--- INFORMATION SUPPLIED Enclosed Below ---

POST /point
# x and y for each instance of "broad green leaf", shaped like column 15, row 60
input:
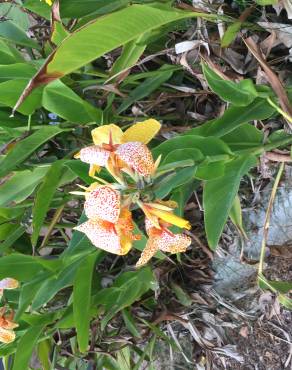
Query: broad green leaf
column 43, row 198
column 219, row 194
column 173, row 180
column 130, row 55
column 210, row 171
column 25, row 347
column 80, row 169
column 244, row 137
column 10, row 91
column 81, row 300
column 51, row 286
column 61, row 100
column 24, row 148
column 238, row 93
column 230, row 34
column 29, row 290
column 233, row 117
column 181, row 154
column 209, row 146
column 146, row 88
column 103, row 35
column 18, row 187
column 77, row 9
column 39, row 7
column 266, row 2
column 14, row 235
column 19, row 266
column 11, row 32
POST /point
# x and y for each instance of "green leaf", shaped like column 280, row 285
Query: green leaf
column 230, row 34
column 130, row 323
column 11, row 32
column 146, row 88
column 44, row 351
column 61, row 100
column 219, row 195
column 233, row 117
column 240, row 94
column 51, row 286
column 14, row 235
column 210, row 146
column 24, row 148
column 18, row 187
column 244, row 137
column 10, row 91
column 44, row 197
column 173, row 180
column 101, row 36
column 81, row 300
column 25, row 347
column 19, row 266
column 211, row 171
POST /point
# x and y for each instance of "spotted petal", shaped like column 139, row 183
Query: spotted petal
column 6, row 336
column 101, row 135
column 103, row 202
column 94, row 155
column 137, row 156
column 104, row 236
column 9, row 283
column 142, row 131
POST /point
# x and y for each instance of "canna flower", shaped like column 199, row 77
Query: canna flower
column 8, row 283
column 162, row 239
column 102, row 202
column 163, row 211
column 112, row 237
column 7, row 334
column 114, row 148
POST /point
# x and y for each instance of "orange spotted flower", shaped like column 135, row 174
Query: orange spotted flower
column 7, row 334
column 115, row 237
column 8, row 283
column 116, row 149
column 162, row 239
column 109, row 226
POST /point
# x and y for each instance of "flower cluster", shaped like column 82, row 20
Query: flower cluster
column 7, row 325
column 109, row 206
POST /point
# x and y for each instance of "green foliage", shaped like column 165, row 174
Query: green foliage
column 84, row 73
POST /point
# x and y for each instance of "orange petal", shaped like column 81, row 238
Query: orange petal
column 148, row 252
column 173, row 243
column 101, row 134
column 102, row 236
column 142, row 131
column 9, row 283
column 103, row 202
column 6, row 336
column 137, row 156
column 94, row 155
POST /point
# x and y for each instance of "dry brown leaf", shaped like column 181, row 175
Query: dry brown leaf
column 271, row 75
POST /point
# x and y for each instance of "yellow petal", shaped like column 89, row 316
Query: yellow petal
column 142, row 131
column 171, row 218
column 6, row 336
column 101, row 135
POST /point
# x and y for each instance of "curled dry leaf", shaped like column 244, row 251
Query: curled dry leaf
column 271, row 75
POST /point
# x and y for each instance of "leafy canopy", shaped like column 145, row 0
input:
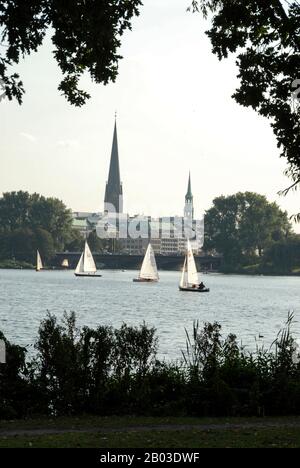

--- End of Enclosed INFORMATION SUPPLIED ---

**TASK DETAILS**
Take from the listing above each line that contains the string "shaped".

**SOLUTION TO THIS PROBLEM**
# x and y for each instance of "broad green leaf", shaped like column 15, row 60
# x and y for each instance of "green leaf", shaped like column 280, row 285
# x and y for each instance of "spotted petal", shaped like column 139, row 183
# x and y for each instance of "canna flower", shaped like column 199, row 77
# x and y for each instance of "orange spotted flower", shaped like column 135, row 174
# x and y for each instance of "flower cluster", shaped like column 82, row 20
# x and y for each instance of "green foliage", shaped like column 165, row 174
# x and y for each instance of "orange petal", shaped like column 81, row 238
# x and y for each instance of "dry brown leaf", shaped like column 181, row 175
# x and y for each instance of "yellow petal", shaped like column 89, row 316
# x and y for each instance of "curled dry leaf", shaped like column 244, row 251
# x and y for each instance of "leafy canopy", shaped like column 145, row 0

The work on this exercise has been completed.